Output the records exactly, and drop each picture.

* Stored data entries:
____________

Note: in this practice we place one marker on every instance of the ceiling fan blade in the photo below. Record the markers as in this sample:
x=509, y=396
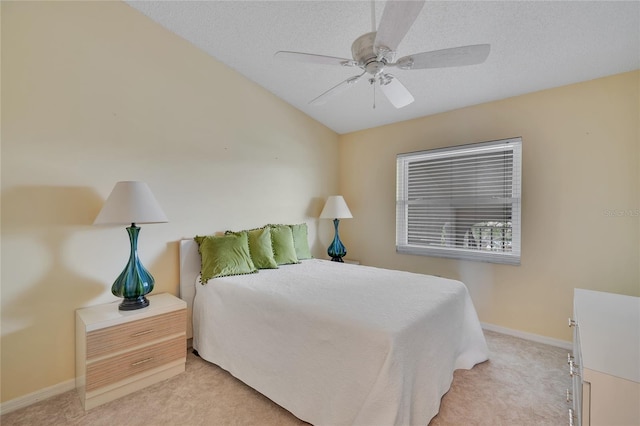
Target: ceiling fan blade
x=397, y=18
x=395, y=91
x=335, y=90
x=453, y=57
x=315, y=59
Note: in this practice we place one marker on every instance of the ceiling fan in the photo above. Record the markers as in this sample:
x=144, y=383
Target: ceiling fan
x=375, y=52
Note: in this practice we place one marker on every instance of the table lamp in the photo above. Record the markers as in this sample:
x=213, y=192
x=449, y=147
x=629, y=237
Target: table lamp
x=336, y=208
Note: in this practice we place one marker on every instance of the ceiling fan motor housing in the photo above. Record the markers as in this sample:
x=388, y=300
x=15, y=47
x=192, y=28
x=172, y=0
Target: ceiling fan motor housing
x=364, y=54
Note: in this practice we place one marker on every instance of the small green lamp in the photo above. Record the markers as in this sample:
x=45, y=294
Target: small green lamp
x=131, y=202
x=336, y=208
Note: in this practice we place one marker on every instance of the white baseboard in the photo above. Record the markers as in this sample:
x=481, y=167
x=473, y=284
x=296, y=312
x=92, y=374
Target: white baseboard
x=529, y=336
x=23, y=401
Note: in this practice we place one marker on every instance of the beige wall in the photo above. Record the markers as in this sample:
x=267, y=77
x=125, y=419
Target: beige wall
x=581, y=163
x=94, y=93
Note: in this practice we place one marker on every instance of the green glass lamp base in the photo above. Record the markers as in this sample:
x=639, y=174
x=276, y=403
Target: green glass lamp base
x=336, y=250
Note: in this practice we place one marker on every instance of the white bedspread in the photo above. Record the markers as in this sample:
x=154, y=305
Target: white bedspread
x=341, y=344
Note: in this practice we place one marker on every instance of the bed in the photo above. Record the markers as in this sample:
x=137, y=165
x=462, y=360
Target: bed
x=336, y=343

____________

* Response area:
Note: in this practice we place one marker on every instance of the ceiling fan blade in the photo below. Record the markers as in this sample:
x=509, y=396
Target: ceiling fan blade
x=397, y=18
x=395, y=91
x=335, y=90
x=453, y=57
x=315, y=59
Note: in this practice we place one marker on every instance of the ceiling fan in the photo above. Record the markers as in this sample:
x=144, y=383
Target: ceiling fan
x=375, y=52
Note: in this practice we place one marker on every instance of the table lamp in the photo above. Record the markers as in this sample:
x=213, y=192
x=449, y=147
x=629, y=237
Target: table lamp
x=336, y=208
Note: in this practice we place one marker on every instance of the ceiling fan motor housing in the photo above. Record the markers as in this sample:
x=388, y=300
x=15, y=47
x=192, y=28
x=172, y=0
Target: ceiling fan motor housing
x=364, y=54
Note: in this practice we place one marker on every instance of the small green lamp in the photo above. Record the markers as in this sample:
x=45, y=294
Target: small green lamp
x=131, y=202
x=336, y=208
Note: in this practice we place one marker on every instance of the white baseboard in the photo above. Record the markers as in this sample:
x=481, y=167
x=473, y=284
x=296, y=312
x=92, y=374
Target: white baseboard
x=529, y=336
x=23, y=401
Note: in this practice we place one marker on every instance of the beige wall in the photo above. Record the markers as in this sample:
x=267, y=77
x=125, y=419
Target: beige wall
x=581, y=163
x=94, y=93
Note: in this practice we place one marker on every instance of the green glass lamp base in the photo above. Record the markers as in this sample:
x=639, y=174
x=276, y=403
Target: green glass lamp base
x=336, y=250
Note: in this practice we place one marker on every instance of the white bedspread in the photo above. Record the markers as in this sample:
x=154, y=305
Target: white bedspread
x=341, y=344
Note: in this practice we place one marker on every instance of the bed in the photo above. Record the markers as in this sample:
x=137, y=165
x=462, y=360
Target: bed
x=336, y=343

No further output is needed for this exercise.